Task input.
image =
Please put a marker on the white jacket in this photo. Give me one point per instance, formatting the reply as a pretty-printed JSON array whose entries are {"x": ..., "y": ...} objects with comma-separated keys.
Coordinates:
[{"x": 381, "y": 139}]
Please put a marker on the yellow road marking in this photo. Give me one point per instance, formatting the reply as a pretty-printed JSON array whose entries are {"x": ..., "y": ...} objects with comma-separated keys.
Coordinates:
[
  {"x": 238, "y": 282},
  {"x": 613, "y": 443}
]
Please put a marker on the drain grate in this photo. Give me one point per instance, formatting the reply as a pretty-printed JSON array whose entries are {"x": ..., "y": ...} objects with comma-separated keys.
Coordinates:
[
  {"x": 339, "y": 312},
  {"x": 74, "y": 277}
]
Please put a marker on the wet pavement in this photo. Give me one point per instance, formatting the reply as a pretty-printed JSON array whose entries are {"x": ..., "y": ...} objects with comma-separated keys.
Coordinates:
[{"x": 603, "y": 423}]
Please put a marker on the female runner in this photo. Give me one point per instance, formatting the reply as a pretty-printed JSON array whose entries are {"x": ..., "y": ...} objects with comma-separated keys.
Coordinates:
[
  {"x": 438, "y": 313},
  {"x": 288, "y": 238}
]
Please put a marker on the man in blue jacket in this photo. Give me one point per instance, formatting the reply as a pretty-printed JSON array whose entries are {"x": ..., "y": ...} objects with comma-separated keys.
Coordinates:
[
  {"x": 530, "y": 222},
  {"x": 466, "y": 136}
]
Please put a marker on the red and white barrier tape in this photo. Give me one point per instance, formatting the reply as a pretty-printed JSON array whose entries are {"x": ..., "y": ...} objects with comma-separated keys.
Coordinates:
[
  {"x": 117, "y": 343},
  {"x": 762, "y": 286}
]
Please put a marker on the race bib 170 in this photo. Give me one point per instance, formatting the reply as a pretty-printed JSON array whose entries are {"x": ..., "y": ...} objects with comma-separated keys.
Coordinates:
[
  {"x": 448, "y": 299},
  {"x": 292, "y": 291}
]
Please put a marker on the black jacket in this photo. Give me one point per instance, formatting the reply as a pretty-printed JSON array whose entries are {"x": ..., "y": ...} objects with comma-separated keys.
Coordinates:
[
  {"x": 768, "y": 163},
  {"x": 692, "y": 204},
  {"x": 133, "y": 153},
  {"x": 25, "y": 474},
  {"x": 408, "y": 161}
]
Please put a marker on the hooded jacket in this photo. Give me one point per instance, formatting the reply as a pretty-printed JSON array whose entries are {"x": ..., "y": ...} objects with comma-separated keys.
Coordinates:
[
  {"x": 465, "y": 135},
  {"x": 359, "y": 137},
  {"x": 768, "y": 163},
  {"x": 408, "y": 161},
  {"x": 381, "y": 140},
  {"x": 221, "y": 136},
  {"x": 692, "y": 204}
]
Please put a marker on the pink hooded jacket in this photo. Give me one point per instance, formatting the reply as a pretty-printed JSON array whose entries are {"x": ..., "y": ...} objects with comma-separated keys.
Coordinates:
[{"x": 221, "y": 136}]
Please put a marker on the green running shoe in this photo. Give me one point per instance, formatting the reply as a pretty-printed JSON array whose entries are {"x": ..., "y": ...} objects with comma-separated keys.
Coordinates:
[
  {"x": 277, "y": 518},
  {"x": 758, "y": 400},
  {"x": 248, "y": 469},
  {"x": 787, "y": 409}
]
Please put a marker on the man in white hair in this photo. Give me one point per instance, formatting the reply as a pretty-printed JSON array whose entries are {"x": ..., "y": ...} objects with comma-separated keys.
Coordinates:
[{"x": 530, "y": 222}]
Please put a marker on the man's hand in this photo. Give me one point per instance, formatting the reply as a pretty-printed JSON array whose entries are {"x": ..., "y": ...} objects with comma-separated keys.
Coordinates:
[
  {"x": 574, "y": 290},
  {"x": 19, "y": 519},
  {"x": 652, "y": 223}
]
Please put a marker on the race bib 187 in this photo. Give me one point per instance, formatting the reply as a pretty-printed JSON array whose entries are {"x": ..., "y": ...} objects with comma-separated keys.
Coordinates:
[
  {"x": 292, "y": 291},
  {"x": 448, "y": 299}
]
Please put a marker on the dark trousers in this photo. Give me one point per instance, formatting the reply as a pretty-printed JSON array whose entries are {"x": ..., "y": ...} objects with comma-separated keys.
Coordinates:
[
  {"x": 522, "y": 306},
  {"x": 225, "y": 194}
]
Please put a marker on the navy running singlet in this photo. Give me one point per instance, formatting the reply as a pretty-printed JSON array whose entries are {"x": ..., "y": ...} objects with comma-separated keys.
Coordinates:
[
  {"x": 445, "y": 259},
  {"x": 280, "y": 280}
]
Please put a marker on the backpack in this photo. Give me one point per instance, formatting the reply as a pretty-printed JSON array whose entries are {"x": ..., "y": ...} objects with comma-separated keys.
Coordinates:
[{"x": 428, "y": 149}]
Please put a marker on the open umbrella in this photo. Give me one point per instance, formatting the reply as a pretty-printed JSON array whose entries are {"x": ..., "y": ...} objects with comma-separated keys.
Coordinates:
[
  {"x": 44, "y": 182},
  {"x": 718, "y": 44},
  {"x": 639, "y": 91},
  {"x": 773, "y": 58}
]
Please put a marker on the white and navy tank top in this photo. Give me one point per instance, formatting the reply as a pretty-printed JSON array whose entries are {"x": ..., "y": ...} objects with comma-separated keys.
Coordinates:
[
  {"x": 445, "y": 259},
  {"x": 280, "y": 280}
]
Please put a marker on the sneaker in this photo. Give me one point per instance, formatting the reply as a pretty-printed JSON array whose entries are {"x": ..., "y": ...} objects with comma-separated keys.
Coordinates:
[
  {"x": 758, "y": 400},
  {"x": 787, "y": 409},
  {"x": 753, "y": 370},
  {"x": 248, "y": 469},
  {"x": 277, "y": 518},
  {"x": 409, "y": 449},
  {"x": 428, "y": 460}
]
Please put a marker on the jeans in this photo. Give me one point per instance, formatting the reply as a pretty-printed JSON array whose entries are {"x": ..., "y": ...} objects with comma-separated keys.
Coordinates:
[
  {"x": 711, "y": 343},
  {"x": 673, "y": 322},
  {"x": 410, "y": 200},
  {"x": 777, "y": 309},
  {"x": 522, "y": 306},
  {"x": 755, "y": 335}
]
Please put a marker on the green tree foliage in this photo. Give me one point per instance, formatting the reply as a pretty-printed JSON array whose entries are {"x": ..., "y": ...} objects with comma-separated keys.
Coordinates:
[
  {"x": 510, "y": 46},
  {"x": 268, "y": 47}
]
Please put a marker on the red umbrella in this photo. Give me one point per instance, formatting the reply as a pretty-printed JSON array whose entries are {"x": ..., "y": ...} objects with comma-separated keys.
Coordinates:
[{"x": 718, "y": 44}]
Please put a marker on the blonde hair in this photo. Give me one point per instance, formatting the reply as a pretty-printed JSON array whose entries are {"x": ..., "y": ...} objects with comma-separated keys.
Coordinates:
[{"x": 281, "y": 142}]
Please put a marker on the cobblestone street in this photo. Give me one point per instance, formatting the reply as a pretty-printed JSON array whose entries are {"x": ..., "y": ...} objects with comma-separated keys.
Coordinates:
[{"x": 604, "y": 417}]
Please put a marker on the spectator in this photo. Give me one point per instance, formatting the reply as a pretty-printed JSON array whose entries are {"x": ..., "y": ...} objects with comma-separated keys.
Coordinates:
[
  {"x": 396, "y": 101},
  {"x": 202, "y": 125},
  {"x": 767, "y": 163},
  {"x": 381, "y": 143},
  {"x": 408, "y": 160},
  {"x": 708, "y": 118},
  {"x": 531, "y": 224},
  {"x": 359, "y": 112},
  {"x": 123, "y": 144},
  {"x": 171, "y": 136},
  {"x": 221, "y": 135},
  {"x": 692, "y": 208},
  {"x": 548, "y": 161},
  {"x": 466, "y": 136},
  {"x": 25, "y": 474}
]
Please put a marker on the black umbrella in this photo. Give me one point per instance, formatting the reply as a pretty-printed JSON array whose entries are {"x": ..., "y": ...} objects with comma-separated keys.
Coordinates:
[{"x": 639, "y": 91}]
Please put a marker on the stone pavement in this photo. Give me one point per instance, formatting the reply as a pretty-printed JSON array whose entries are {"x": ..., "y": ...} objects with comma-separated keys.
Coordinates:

Task to carry out. Copy out the lines of the records word for word, starting with the line that contains "Please put a marker on the stone" and continuing through the end of the records, both included.

Response to the task.
Please put a marker on the stone pavement in this photo. Give me one point per instance, formatting the reply as a pretty-printed JSON array whose entries are {"x": ..., "y": ...} objects with comma-separated keys.
Coordinates:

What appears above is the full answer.